RECORDS FOR THE TASK =>
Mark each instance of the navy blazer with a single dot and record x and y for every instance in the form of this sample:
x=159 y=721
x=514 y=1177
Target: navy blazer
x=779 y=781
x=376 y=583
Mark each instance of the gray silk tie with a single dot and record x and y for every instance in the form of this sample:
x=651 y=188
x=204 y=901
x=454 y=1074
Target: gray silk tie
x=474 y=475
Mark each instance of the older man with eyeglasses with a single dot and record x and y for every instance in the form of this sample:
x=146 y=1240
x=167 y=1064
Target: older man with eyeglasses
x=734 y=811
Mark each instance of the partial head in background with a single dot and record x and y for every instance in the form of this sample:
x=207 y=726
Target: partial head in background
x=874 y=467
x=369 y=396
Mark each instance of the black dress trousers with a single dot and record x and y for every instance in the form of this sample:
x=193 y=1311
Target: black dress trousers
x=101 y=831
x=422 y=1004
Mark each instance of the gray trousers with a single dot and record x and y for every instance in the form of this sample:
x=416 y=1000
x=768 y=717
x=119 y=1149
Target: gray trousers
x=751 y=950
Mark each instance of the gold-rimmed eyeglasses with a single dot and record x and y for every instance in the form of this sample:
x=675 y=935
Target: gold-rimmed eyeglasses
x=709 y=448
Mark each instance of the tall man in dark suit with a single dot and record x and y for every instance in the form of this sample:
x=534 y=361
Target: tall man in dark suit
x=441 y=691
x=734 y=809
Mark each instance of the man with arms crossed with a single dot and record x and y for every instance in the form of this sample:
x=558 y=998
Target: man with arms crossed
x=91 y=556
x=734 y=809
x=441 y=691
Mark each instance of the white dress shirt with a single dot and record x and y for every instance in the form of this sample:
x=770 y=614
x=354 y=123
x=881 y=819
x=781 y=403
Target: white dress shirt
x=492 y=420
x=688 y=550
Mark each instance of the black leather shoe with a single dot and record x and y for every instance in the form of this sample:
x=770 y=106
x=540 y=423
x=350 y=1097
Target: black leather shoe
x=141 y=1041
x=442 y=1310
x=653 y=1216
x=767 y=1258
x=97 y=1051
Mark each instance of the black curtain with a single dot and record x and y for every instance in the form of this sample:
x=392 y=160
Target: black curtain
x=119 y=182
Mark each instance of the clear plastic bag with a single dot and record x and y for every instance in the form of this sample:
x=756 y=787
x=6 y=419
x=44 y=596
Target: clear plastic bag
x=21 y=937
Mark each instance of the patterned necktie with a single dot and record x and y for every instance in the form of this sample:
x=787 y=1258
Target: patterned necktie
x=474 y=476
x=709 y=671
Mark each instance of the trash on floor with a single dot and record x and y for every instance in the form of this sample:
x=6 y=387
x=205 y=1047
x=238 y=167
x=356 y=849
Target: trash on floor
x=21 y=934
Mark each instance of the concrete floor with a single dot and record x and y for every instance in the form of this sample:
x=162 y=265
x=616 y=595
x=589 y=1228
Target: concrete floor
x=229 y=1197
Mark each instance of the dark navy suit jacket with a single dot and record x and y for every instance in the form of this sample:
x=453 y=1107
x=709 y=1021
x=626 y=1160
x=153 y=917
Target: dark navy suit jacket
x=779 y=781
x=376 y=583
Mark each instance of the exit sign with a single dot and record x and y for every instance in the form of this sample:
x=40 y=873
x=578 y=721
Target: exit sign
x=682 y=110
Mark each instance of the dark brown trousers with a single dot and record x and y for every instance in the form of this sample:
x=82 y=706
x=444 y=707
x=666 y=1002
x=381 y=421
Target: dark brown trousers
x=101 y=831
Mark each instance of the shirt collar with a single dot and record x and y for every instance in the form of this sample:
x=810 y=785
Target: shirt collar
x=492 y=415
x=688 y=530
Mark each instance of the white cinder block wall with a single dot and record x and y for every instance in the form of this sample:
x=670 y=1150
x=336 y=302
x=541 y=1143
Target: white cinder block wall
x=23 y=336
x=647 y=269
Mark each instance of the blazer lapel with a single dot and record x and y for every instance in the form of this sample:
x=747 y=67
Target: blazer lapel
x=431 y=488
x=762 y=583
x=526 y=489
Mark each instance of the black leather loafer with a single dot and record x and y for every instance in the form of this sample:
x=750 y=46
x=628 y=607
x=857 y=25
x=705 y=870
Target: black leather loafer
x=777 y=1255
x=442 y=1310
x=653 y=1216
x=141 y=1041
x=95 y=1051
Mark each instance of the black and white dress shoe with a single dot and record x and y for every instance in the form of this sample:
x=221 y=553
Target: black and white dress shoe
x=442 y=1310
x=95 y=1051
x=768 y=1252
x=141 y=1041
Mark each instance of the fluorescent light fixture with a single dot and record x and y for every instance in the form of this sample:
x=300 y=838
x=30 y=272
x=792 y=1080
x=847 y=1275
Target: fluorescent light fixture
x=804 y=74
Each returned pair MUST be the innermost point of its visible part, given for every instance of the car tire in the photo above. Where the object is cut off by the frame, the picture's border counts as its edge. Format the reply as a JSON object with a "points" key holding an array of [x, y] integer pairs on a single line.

TASK BRIEF =>
Repeat the lines from the one containing "Mark each instance of the black and" through the end of the listing, exactly and without any other lines; both ends are included.

ANSWER TO THE EXERCISE =>
Mark each instance of the black and white dress shoe with a single dot and record x and y for every instance in the form of this sample:
x=221 y=553
Target: black and white dress shoe
x=442 y=1310
x=95 y=1051
x=768 y=1252
x=141 y=1041
Mark each instance of the fluorescent light fixture with a single dot and record x and y for every instance in the form of this sample:
x=300 y=838
x=30 y=272
x=792 y=1080
x=847 y=1275
Target: fluorescent light fixture
x=804 y=74
Each returned pair MUST be the innermost point of its visible part, given for every instance of the car tire in the photo above. Where the object is cut off by the frame, the picture's border counts as its edge. Format the reply as a JSON object with a "points" key holding an array of [x, y] integer pairs on a single line.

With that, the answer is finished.